**Task to complete**
Pull out every line of the data below that contains the string "gray".

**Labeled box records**
****************************************

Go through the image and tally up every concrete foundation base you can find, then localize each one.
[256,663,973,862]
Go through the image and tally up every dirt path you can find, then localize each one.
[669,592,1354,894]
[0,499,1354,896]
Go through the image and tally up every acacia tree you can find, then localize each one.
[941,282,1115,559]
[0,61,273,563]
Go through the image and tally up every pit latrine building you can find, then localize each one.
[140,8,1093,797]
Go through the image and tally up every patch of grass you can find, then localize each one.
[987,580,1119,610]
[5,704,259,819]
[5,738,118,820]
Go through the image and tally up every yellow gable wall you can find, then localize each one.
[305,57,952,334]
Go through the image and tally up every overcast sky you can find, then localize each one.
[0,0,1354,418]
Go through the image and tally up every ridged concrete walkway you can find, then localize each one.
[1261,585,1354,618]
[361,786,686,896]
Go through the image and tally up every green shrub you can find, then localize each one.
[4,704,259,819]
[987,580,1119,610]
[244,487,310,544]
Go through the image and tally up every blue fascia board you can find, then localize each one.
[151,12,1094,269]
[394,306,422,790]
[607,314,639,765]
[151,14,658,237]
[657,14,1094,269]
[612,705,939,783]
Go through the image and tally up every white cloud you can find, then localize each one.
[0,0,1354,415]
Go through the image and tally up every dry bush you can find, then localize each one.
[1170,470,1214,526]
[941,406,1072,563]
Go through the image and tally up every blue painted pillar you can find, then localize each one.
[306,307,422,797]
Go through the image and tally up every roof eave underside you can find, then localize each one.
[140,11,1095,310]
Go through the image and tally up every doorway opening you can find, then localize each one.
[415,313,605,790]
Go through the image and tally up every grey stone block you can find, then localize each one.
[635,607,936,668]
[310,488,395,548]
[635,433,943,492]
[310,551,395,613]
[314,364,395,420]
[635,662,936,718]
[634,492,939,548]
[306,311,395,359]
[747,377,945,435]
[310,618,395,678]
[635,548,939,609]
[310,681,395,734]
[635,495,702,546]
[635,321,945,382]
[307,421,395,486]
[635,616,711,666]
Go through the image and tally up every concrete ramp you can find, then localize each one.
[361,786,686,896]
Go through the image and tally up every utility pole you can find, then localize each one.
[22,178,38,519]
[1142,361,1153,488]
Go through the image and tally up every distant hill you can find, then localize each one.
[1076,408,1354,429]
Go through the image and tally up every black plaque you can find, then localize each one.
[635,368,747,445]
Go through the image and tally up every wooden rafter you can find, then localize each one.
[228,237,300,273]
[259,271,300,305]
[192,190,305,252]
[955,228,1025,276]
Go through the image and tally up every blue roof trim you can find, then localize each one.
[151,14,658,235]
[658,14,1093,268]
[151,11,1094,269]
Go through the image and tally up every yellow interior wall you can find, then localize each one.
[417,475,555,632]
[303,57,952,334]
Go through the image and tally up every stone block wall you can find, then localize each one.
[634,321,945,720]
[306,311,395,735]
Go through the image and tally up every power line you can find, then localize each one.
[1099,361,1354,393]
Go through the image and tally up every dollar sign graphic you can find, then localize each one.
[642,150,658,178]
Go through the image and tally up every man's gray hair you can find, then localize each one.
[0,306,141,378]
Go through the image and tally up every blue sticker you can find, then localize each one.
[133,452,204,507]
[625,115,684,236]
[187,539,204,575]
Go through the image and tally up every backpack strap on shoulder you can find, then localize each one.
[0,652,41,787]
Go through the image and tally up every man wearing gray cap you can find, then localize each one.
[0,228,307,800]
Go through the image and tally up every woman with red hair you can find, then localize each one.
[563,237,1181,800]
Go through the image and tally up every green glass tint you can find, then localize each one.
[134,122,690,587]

****************************************

**Response to this exercise**
Go through the image and tally up every man's gray hair you can find, then localize each one.
Go through the image and tally up every man wearing gray cap you can find, then localize each one.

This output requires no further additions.